→ Task requirements
1/ Translate this sentence from the passage about the Korean DMZ into Spanish: "During his visit in 1993, Bill Clinton called the DMZ the “scariest place on earth.”"
2/ Answer these questions using the passage about the Korean DMZ below.
(a) What does the South Korean uniform on the souvenir shop poster resemble?
(b) Who operates the blue barracks at the joint security area?
(c) How many Americans have died in outbursts of violence since the 1953 armistice?
3/ Extract the part of the passage about the Korean DMZ between "My wife and I" and "fighting break out.", inclusive.

→ Document segment
++++++
On the South Korean side of the demilitarized zone (DMZ), a poster at this souvenir shop illustrates a South Korean and a North Korean soldier in military police garb. The South Korean garb resembles an American armed forces uniform, while the North Korean outfit could fit in the Soviet Red Army. The juxtaposition is a reminder of who divided Korea into a socialist North and into a capitalist South, and a lingering ghost of the Cold War.
My wife and I pose on the northern side of the joint security area (JSA), a tense meeting point at the DMZ where both sides rendezvous in occasional negotiations. We’re carefully watched by both North Korean and South Korean military police, pictured behind us. Tourists and diplomatic visitors can have a glance on the North Korean side from the largest building in the background, while the blue barracks directly behind us are operated by the United Nations for infrequent diplomatic talks.
My wife and daughter take a break during our tour on the southern side of the DMZ. Behind the fence sits a neutral buffer zone, and about 2,000 meters behind that await hundreds of thousands of North Korean troops, trained to mobilize at a moment’s notice should fighting break out.
During his visit in 1993, Bill Clinton called the DMZ the “scariest place on earth.” More than 600 South and North Koreans and 50 Americans have died in periodic outbursts of violence since the 1953 armistice was signed, and to this day both sides remain technically at war.
Dorasan is the name of South Korea’s last train stop before, in theory, the cargo is supposed to embark north of the DMZ and into China and Russia. South Korea wanted to develop the Trans-Korean Railway to connect South Korea by rail with the outside world. That’s a better deal for the economy than having to rely heavily on sea transit. Delivering goods by train will substantially reduce delivery times and make South Korean exports more competitive.
The empty train sitting in Dorasan, pictured, never leaves for Pyongyang, even though South Korea has been dreaming for many years of a trans-Korean railway line. Political upheavals, of course, regularly interfere with the plans. Other plans were in the works that would bend the economic relationship between North and South Korea: one idea was to erect pipelines to import gas from Russia, an idea North Korea also favored because of the
money it could bring.
++++++
Stored data
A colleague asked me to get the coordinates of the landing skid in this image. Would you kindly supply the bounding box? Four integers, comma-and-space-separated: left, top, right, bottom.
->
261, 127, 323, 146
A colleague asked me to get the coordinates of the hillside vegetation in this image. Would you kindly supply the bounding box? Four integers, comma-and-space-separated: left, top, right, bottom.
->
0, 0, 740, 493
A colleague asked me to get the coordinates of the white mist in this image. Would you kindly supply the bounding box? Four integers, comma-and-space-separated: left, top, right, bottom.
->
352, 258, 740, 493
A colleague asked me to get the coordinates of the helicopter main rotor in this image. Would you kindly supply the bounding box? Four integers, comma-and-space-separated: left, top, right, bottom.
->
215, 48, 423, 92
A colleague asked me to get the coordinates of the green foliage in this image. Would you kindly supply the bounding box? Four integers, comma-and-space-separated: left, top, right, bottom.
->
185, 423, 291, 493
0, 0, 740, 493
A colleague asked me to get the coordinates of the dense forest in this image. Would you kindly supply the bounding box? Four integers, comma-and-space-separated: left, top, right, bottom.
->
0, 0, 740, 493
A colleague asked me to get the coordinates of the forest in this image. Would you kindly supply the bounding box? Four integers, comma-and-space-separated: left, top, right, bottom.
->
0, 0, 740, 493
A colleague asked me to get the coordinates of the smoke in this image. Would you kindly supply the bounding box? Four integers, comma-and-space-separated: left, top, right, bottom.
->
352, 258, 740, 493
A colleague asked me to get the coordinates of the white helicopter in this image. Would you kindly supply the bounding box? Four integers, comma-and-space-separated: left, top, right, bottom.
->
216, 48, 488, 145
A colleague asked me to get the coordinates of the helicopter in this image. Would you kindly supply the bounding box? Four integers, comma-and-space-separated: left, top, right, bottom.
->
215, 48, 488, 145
++++++
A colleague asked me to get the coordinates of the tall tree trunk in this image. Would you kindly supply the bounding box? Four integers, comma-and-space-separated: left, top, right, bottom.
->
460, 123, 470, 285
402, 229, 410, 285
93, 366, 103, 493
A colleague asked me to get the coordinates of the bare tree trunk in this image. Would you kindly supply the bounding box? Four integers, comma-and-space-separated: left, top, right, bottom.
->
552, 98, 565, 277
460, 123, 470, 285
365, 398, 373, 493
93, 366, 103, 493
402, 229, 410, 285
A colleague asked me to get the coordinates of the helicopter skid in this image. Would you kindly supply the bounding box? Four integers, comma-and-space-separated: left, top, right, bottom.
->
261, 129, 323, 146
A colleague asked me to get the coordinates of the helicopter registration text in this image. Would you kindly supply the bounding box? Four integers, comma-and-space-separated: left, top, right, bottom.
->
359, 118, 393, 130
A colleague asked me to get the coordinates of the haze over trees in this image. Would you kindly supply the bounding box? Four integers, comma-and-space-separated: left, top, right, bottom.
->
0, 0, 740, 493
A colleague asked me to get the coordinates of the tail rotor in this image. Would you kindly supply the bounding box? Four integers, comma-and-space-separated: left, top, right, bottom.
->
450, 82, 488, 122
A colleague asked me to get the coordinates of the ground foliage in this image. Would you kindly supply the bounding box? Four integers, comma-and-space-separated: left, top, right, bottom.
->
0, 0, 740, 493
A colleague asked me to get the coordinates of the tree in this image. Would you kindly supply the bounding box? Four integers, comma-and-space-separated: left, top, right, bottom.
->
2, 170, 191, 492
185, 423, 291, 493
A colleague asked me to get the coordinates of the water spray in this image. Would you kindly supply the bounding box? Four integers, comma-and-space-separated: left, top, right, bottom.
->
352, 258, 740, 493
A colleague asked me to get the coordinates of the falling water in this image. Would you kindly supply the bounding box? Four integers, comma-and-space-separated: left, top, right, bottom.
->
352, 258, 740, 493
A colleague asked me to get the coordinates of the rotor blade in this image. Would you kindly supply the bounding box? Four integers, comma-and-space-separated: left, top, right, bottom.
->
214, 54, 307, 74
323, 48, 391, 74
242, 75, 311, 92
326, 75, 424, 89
++++++
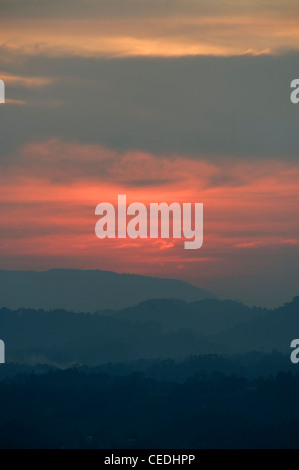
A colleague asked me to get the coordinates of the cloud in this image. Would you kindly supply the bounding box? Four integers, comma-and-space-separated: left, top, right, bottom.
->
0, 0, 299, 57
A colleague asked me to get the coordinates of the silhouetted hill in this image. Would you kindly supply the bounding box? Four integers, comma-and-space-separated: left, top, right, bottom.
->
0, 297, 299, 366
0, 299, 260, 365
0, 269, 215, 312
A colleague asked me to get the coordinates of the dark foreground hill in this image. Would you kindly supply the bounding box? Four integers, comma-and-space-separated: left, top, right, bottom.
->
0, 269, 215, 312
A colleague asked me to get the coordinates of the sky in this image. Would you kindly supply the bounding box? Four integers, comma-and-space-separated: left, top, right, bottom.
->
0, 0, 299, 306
++++++
→ Solutions to the problems
1/ Durante su visita en 1993, Bill Clinton calificó la DMZ como el «lugar más aterrador de la Tierra».

2/
(a) An American armed forces uniform.
(b) The United Nations.
(c) 50.

3/
My wife and I pose on the northern side of the joint security area (JSA), a tense meeting point at the DMZ where both sides rendezvous in occasional negotiations. We’re carefully watched by both North Korean and South Korean military police, pictured behind us. Tourists and diplomatic visitors can have a glance on the North Korean side from the largest building in the background, while the blue barracks directly behind us are operated by the United Nations for infrequent diplomatic talks.
My wife and daughter take a break during our tour on the southern side of the DMZ. Behind the fence sits a neutral buffer zone, and about 2,000 meters behind that await hundreds of thousands of North Korean troops, trained to mobilize at a moment’s notice should fighting break out.